**Your objective**
Copy every one of the following rows line for line, omitting the pictures from your copy.

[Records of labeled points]
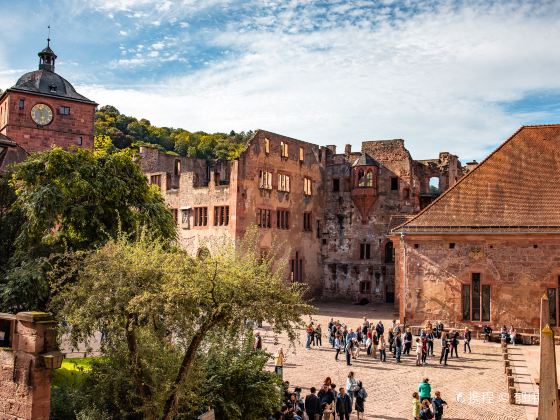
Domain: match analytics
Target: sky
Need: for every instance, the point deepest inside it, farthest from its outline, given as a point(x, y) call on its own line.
point(454, 76)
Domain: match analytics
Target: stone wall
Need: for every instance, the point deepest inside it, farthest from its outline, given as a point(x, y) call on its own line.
point(25, 380)
point(66, 131)
point(517, 268)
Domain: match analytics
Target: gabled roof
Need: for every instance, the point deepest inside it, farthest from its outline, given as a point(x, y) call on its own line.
point(515, 189)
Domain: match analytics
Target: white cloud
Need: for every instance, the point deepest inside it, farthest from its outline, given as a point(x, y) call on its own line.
point(436, 78)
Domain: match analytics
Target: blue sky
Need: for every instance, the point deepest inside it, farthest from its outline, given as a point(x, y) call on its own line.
point(456, 76)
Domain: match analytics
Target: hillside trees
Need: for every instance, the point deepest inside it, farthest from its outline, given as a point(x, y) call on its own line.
point(69, 201)
point(146, 297)
point(126, 131)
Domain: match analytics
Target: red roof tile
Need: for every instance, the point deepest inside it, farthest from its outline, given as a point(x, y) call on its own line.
point(514, 189)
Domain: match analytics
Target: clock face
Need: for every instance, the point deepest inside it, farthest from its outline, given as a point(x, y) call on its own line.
point(41, 114)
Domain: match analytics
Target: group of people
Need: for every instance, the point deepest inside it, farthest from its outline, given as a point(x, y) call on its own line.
point(326, 404)
point(399, 341)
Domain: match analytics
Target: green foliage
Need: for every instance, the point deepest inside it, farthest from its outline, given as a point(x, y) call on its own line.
point(175, 326)
point(58, 201)
point(126, 131)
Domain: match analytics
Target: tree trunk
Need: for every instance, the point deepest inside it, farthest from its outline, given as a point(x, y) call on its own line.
point(171, 402)
point(136, 366)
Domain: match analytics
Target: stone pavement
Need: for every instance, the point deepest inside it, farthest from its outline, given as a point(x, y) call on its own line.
point(474, 385)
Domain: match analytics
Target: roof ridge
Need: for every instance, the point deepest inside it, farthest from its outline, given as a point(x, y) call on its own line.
point(465, 177)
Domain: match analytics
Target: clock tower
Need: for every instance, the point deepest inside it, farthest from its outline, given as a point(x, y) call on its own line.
point(43, 109)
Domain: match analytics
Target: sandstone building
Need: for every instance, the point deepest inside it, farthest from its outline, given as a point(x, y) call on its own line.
point(487, 249)
point(41, 110)
point(332, 212)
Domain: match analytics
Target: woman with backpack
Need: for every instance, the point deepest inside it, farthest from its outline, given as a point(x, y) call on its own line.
point(361, 396)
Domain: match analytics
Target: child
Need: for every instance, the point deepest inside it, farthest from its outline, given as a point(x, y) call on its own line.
point(438, 404)
point(416, 406)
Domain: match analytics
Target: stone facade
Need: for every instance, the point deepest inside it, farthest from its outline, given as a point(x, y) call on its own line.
point(264, 187)
point(358, 261)
point(513, 272)
point(27, 352)
point(335, 234)
point(487, 249)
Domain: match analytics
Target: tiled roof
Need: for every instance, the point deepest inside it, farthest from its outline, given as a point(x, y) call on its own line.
point(515, 189)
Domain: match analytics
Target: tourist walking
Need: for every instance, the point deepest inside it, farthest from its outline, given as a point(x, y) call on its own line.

**Final result**
Domain: match analytics
Target: sky
Need: for every instance, the point deepest inside it, farthest from its outline, given as a point(x, y) call on its own line.
point(454, 76)
Domain: match analytics
Target: stone wall
Need: for every instance, the point deepest inside it, farthest from its outline, given as a point(x, y) call on its own line.
point(25, 380)
point(66, 131)
point(517, 268)
Domain: match analytics
Target: gabled roof
Need: for every instance, the point deepest inside it, farthest from its outline, given as a point(x, y) call on its own line.
point(515, 189)
Domain: match analytics
Target: white cloud
Need: for every instance, the point deepest inside it, farthest from its outline, given as a point(x, y) call on its own line.
point(436, 78)
Domain: match analytics
Target: blue sky
Need: for every instance, the point deepest inside it, farthest from its outline, given as a point(x, y) call on its own line.
point(456, 76)
Domain: match analytics
Target: hillside trees
Need: for every instance, the point deepest inside it, farthest from its outline, given as a point(x, y) call on its own line.
point(69, 201)
point(146, 297)
point(126, 131)
Domain: match analytics
Target: red roof tile
Need: for every instance, the point deepest inside it, farthest from its outline, given as a point(x, y) call on its own line.
point(514, 189)
Domain: match analytics
Target: clock face
Need: for every instance, the point deepest inside it, farthest from its outline, given as a point(x, y) call on its own line.
point(41, 114)
Domain: match analytics
Target: group of people
Need: for every instance, the point deepest inside it, farthest from its outline, given as a point(x, y) call on its own line.
point(326, 404)
point(399, 341)
Domain: match analytics
Target: green foliage
Need: for every instance, the point deepest inside it, farthest from its outline, given as a point(x, y) call on its own line.
point(175, 326)
point(58, 201)
point(126, 131)
Domain: match analytics
Target: tree trunk
Need: for every instance, the point deepest inside it, farthest from its outline, given as a point(x, y) call on its own line.
point(171, 402)
point(136, 366)
Domain: match analytics
Target: stone pavement
Need: for every instance, the point deepest inside it, farthest from its outline, given as a point(x, y) call on its own line.
point(474, 385)
Domain: match analytics
Target: roof ridge
Need: for every instance, the point deepest inside it, farthest from its outline, given as a point(x, y) call on its own line.
point(465, 177)
Domain: match analytics
Target: clock tower
Need: for every instance, the point deepest inside it, farthest from its outline, given as a point(x, y) call on its own line.
point(43, 109)
Domain: match analytics
Target: sandstone building
Need: for every instance, the point deepest inside it, farthest from its outline, given as a point(x, y) call on its own line.
point(487, 249)
point(41, 110)
point(332, 212)
Domain: match analytics
Target: woman with backpack
Need: for every instance, the point deepest inside it, farthest from its outline, given as a point(x, y) call on its own line.
point(361, 396)
Domain: match analytics
Target: child
Need: for every instance, the point deepest inside it, farthest from its outline, given as a point(x, y) call on its own line.
point(438, 404)
point(416, 406)
Domain: match analytics
Target: stone facade
Need: for every instance, the point deepest inside it, farthest from its outline, given as a point(x, y) call on its own line.
point(264, 187)
point(358, 261)
point(513, 272)
point(27, 352)
point(335, 234)
point(487, 249)
Domain: match analytics
Target: tiled roof
Need: for every instance, the point deepest inside it, farthest from its outline, given as a point(x, y) call on its own line.
point(515, 189)
Domain: match analytics
Target: tourist walking
Need: for every instance, the point deepest inside it, farthest from its outline, given as a point(x, y) call on its own line.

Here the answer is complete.